§ DOCUMENT SEGMENT
Report Outlines Creation of a $2.6B US National AI Research Capability
The Biden White House on Tuesday announced the release of a final report (PDF download) outlining a three-year plan to build a National Artificial Intelligence Research Resource (NAIRR).
The NAIRR is envisioned to be shared AI research infrastructure for public use, costing $2.6 billion over six years. The plan calls for a four-phased approach over three years to create a “democratized” AI infrastructure for students and researchers to tap. It’ll provide access to both governmental and nongovernmental data resources.
The State of AI
AI research currently is limited to “well-resourced” entities, hence the need for the NAIRR, according to the White House’s announcement. The report cited some numbers to that effect:
Even though private investment in AI more than doubled between 2020 and 2021 to approximately $93.5 billion, the number of new companies has decreased. The disparity in availability of AI research resources affects the quality and character of the US AI innovation ecosystem, contributing to a “brain drain” of top AI talent from academic and research institutions to a small set of well-resourced corporations.

§ PROBLEM SET
[1] Answer these questions using the NAIRR article:
(a) How much is the NAIRR expected to cost, and over how many years?
(b) How many phases does the plan include, and over how many years?
(c) What was the approximate level of private investment in AI in 2021?
[2] Write the next part of the NAIRR article, beginning after its final sentence.
You will not need the listing.

§ RECORDED DATA
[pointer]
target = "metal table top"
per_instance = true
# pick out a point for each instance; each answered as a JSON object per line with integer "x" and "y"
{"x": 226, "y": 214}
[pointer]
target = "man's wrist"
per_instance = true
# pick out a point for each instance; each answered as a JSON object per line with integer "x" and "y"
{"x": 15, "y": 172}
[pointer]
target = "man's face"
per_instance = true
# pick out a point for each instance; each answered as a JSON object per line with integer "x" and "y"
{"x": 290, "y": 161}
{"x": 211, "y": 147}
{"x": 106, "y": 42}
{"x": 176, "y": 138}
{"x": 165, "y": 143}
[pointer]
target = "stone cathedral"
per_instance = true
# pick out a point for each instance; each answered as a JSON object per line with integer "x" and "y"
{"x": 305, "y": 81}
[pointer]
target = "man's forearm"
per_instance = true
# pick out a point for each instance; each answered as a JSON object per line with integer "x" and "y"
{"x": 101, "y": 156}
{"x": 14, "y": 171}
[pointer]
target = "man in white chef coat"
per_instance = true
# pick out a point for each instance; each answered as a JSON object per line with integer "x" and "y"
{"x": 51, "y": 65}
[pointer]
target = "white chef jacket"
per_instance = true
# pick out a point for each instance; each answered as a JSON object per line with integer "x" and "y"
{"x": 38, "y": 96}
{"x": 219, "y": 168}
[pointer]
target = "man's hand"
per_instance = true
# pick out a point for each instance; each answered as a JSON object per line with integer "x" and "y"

* * *

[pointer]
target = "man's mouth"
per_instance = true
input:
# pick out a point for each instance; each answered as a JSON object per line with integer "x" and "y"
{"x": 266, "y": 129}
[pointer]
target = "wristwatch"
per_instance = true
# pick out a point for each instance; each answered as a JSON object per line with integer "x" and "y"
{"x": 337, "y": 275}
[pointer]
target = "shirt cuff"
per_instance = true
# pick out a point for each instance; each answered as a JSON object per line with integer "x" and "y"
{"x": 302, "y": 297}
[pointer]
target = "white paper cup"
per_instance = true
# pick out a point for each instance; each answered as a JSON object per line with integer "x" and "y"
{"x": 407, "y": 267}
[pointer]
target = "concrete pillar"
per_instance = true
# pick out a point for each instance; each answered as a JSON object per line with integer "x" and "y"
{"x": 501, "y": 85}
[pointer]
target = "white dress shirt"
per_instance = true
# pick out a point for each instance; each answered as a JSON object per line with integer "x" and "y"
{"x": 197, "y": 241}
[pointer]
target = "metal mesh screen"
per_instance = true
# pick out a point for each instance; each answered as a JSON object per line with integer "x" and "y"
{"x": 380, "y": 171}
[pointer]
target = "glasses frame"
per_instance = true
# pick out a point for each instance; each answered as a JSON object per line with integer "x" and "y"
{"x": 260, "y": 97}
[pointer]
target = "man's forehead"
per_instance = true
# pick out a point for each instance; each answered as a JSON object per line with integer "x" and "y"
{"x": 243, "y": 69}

---

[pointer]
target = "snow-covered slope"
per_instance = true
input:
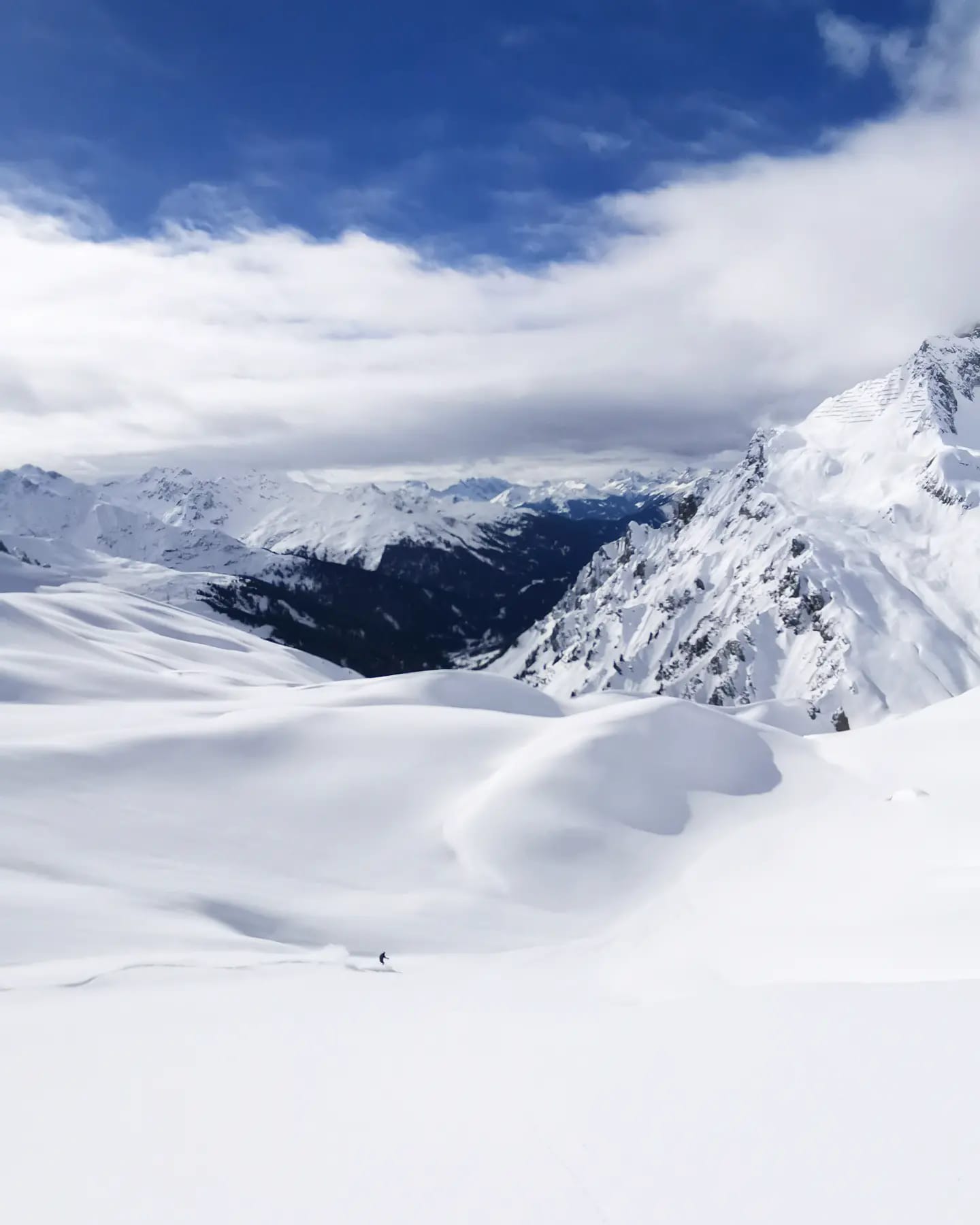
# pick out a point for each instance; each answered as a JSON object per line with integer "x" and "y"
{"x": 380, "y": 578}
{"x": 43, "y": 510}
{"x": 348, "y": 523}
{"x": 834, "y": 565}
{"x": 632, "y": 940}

§ TASK-BY-TASK OUTPUTS
[1]
(a) $2.6 billion over six years.
(b) Four phases over three years.
(c) Approximately $93.5 billion.

[2]
Countries that have made long-term investments in AI research, “such as China,” are seeing technological achievements. China has more AI journal publication citations and more AI patent applications than the United States.
The report outlined the type of infrastructure that will be needed for the NAIRR, stating that “computational resources should include conventional servers, computing clusters, high-performance computing, and cloud computing, and should support access to edge computing resources and testbeds for AI R&D .”
A supercomputer will be needed as well:
To meet users’ capability needs, the NAIRR system should include at least one large-scale machine-learning supercomputer capable of training 1 trillion-parameter models.
NAIRR Plans and Funding
NAIRR creation is envisioned as requiring the execution of four planning stages over three years.
The first phase in building the NAIRR involves authorizing funds for its infrastructure. The second phase (year 1) involves working with an “operating entity,” which may work with “resource providers.” Initial NAIRR operations are expected to commence in the third stage (year 2). Lastly, full NAIRR capacity for steady-state operations is expected to occur in the fourth stage (year 3).
The NAIRR is expected to cost $2.6 billion over its initial six-year period. To keep NAIRR resources in a state-of-the-art condition, the report envisions making “new $750 million investments” every two years.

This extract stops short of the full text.